(A series of records)
* * * *

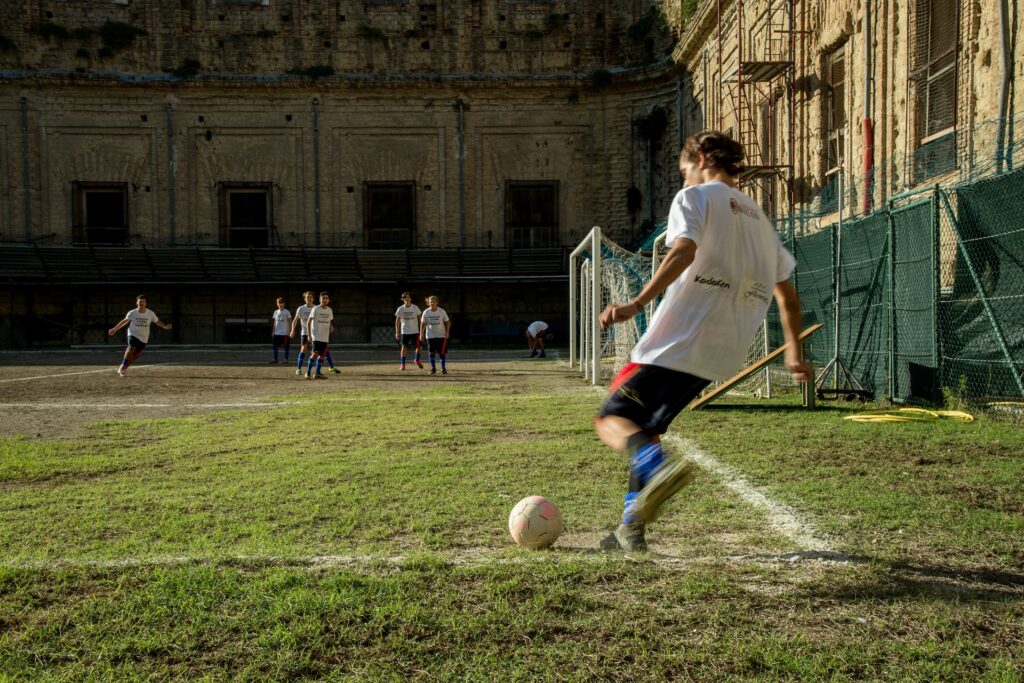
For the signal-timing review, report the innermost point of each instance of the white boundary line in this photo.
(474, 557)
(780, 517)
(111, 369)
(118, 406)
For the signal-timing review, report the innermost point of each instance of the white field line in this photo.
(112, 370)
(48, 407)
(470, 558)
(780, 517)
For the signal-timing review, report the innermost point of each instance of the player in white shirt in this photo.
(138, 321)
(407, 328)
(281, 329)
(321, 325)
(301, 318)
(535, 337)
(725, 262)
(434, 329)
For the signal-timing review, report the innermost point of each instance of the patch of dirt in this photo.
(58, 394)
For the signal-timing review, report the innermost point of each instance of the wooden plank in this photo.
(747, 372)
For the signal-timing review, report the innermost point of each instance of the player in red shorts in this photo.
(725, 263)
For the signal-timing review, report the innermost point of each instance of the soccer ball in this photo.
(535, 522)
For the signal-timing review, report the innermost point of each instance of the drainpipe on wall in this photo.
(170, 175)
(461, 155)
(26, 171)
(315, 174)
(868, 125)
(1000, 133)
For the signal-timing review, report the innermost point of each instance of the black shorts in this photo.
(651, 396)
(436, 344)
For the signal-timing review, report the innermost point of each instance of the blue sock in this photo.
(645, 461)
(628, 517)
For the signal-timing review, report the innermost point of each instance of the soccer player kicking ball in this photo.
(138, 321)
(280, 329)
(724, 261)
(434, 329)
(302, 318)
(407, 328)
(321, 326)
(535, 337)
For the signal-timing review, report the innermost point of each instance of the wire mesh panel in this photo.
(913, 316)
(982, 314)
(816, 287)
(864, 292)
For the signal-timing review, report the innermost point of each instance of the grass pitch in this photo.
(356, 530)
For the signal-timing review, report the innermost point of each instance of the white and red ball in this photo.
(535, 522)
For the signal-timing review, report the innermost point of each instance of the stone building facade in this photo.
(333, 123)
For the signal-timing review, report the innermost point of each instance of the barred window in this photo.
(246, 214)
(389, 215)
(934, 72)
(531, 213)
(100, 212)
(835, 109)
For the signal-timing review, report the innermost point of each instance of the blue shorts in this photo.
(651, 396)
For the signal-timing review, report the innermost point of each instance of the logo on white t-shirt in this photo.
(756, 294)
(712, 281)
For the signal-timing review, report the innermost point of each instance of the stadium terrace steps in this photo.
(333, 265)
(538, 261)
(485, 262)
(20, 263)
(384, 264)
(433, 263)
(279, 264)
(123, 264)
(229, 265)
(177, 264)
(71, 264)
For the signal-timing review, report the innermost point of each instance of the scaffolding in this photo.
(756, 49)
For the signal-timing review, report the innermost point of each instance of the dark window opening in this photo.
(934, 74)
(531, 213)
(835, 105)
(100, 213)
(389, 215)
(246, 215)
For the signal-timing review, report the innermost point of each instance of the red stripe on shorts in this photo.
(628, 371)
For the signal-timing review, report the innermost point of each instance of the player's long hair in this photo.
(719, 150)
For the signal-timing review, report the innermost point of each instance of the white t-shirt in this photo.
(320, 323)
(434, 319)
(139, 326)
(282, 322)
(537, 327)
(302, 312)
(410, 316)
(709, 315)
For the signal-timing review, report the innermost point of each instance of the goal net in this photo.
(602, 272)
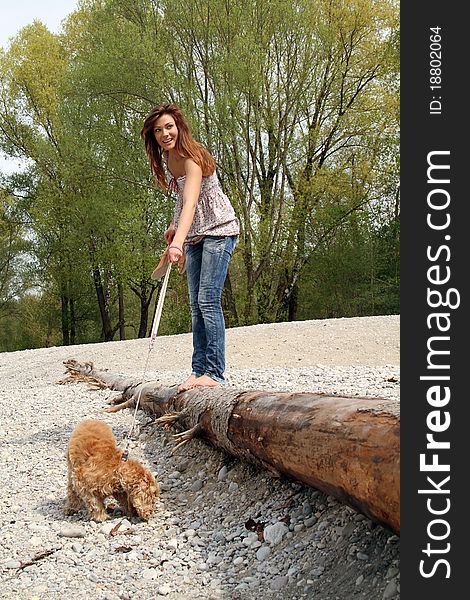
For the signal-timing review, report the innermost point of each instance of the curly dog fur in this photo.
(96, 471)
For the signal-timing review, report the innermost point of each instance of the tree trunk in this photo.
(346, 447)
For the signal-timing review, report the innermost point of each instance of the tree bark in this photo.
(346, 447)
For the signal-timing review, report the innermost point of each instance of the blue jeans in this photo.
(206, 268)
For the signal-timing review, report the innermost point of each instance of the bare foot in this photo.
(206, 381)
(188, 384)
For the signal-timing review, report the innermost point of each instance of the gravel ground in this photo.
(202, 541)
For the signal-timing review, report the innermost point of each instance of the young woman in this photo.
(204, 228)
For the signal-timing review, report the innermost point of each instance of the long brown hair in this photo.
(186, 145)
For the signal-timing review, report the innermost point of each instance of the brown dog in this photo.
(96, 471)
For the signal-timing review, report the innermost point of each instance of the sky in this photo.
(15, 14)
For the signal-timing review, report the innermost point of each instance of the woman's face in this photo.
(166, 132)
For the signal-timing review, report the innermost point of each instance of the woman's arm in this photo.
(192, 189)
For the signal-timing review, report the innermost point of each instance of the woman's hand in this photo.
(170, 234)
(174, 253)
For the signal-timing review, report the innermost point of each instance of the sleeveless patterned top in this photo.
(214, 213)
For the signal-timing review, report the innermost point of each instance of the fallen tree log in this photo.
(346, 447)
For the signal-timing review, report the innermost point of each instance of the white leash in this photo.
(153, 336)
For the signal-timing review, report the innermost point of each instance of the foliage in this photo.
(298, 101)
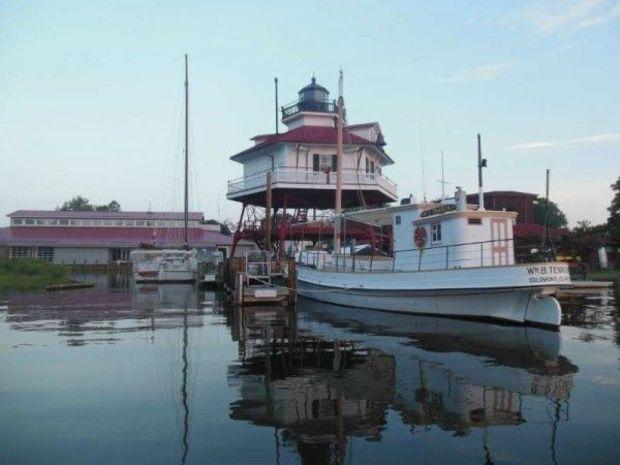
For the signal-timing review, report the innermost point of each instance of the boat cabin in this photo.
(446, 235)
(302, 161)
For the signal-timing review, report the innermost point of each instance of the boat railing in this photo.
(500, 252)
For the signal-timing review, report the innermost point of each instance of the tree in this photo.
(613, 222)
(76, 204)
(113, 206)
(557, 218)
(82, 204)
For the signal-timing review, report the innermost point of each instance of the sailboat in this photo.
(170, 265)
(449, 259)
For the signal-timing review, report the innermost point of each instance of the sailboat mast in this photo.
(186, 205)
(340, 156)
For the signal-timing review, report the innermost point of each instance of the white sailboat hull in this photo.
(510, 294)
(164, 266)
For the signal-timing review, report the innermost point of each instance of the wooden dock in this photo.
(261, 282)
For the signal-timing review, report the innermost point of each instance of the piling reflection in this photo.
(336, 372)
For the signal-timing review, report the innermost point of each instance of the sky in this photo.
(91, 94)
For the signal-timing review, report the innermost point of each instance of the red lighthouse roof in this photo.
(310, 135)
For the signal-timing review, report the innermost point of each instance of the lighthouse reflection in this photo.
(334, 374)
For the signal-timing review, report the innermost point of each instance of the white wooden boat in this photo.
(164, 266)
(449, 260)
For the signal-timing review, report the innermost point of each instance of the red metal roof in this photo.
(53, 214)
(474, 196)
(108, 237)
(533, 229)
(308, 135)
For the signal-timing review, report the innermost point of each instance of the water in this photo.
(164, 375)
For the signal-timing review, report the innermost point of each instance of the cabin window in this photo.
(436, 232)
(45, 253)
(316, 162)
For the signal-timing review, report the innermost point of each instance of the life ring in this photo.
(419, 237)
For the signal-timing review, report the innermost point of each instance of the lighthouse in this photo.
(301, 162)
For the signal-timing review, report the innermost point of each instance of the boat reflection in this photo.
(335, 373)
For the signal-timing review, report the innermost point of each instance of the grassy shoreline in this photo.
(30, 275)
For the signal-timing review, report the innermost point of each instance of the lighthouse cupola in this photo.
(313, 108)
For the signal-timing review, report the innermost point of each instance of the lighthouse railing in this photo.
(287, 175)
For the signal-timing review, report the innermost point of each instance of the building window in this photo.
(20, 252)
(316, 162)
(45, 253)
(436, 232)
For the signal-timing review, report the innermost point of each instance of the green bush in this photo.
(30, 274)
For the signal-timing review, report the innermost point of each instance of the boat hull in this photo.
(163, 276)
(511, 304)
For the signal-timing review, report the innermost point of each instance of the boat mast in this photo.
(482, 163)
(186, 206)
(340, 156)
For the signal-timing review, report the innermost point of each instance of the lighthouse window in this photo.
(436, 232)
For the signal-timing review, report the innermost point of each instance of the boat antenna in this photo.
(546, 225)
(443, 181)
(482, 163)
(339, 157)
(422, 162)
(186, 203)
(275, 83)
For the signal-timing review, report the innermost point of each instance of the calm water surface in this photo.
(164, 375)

* * * *

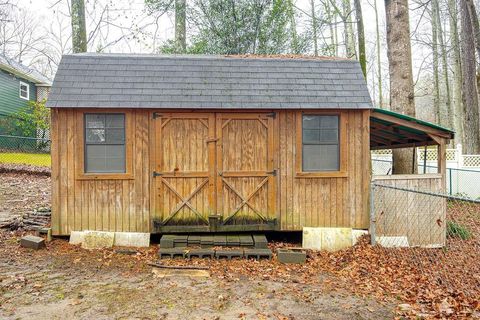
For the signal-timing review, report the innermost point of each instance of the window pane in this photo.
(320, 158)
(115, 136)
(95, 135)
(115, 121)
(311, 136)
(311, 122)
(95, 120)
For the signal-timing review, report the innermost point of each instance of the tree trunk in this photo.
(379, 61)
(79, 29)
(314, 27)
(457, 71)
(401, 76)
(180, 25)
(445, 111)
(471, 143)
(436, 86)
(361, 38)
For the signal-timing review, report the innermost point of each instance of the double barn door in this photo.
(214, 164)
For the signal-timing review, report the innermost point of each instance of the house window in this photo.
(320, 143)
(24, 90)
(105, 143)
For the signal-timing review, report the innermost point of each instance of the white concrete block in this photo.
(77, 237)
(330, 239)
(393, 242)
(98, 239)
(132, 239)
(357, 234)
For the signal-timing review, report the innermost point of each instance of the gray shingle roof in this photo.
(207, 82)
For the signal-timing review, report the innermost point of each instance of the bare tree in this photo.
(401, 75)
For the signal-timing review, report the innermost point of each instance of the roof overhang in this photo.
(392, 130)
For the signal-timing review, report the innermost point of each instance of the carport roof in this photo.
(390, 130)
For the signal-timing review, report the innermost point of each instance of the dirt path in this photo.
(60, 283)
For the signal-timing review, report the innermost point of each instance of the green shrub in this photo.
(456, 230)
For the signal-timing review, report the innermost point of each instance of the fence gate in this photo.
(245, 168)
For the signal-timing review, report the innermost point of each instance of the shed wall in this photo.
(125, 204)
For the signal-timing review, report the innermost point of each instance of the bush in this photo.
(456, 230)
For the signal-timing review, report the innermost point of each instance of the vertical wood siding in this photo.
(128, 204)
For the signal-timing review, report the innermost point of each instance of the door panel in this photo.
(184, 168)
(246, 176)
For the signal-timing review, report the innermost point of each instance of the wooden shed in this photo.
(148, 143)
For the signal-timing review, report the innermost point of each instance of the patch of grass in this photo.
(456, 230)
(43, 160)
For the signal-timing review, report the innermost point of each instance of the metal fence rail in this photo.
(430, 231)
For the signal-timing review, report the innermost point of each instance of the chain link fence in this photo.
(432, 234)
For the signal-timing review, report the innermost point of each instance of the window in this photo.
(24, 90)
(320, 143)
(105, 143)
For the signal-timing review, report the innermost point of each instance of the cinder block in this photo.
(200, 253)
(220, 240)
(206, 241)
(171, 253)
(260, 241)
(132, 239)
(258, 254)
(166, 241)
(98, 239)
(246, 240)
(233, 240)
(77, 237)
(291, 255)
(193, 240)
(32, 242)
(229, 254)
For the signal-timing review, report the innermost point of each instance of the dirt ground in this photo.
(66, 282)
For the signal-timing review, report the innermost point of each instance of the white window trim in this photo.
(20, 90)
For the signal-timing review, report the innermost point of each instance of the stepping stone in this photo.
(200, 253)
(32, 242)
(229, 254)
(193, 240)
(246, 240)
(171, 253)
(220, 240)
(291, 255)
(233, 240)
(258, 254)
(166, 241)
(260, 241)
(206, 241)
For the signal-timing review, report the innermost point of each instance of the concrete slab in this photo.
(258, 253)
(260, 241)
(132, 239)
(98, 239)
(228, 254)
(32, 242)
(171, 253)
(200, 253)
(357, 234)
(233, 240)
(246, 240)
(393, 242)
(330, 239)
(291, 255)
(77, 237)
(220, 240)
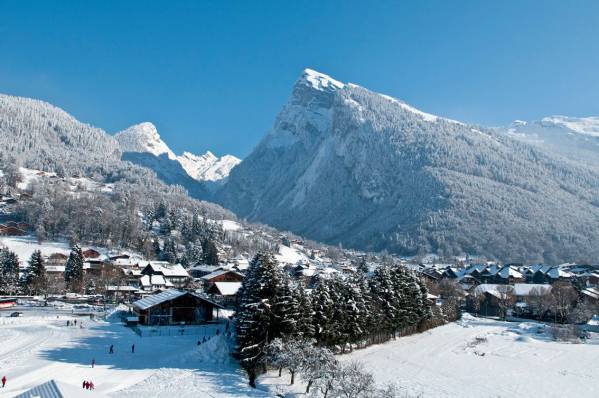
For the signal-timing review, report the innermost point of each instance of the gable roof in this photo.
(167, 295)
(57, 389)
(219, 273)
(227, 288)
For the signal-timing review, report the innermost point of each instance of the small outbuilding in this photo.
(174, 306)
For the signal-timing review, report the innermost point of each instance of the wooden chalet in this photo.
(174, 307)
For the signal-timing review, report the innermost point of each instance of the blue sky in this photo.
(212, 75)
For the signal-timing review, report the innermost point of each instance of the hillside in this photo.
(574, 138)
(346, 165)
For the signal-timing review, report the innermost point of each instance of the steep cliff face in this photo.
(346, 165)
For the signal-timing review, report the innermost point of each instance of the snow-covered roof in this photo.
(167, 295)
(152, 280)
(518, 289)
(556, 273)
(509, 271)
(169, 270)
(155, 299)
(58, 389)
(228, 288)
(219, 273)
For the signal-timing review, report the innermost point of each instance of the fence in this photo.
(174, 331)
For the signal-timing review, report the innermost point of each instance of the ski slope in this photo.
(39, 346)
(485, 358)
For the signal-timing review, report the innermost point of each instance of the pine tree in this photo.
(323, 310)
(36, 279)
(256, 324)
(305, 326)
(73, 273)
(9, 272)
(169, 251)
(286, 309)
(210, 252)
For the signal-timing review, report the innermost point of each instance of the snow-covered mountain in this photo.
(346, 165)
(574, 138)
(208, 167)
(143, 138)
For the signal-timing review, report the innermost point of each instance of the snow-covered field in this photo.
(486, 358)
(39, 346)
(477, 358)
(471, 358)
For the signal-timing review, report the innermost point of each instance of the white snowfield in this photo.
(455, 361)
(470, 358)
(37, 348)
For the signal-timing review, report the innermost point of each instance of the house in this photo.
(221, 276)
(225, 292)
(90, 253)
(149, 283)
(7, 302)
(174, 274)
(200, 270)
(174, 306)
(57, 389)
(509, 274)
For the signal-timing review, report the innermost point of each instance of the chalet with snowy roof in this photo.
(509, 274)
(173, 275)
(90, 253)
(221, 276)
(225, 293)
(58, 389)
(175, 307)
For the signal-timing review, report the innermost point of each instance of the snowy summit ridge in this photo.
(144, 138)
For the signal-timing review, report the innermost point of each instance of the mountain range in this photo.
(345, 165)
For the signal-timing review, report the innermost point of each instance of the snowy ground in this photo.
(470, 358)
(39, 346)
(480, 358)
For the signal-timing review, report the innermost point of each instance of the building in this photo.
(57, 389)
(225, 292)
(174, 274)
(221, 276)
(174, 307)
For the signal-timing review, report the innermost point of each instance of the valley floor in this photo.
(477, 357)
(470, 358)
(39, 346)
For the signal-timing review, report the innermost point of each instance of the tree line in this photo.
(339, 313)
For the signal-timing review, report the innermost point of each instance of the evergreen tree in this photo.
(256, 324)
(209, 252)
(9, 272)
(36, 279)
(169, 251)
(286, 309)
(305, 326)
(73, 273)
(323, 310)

* * * *

Pick out every line in the rows above that contains the word "blue", and copy each of those lines.

For the signal-timing review, report the innermost point of each instance of the blue sock in this photo.
For the signal-timing review, report the innermost point of each instance of the blue shorts in this photo.
For the signal-timing review, report the innermost point of each instance of the blue jeans in this photo.
For the signal-timing review, report the innermost point of each instance of the blue sky in this photo.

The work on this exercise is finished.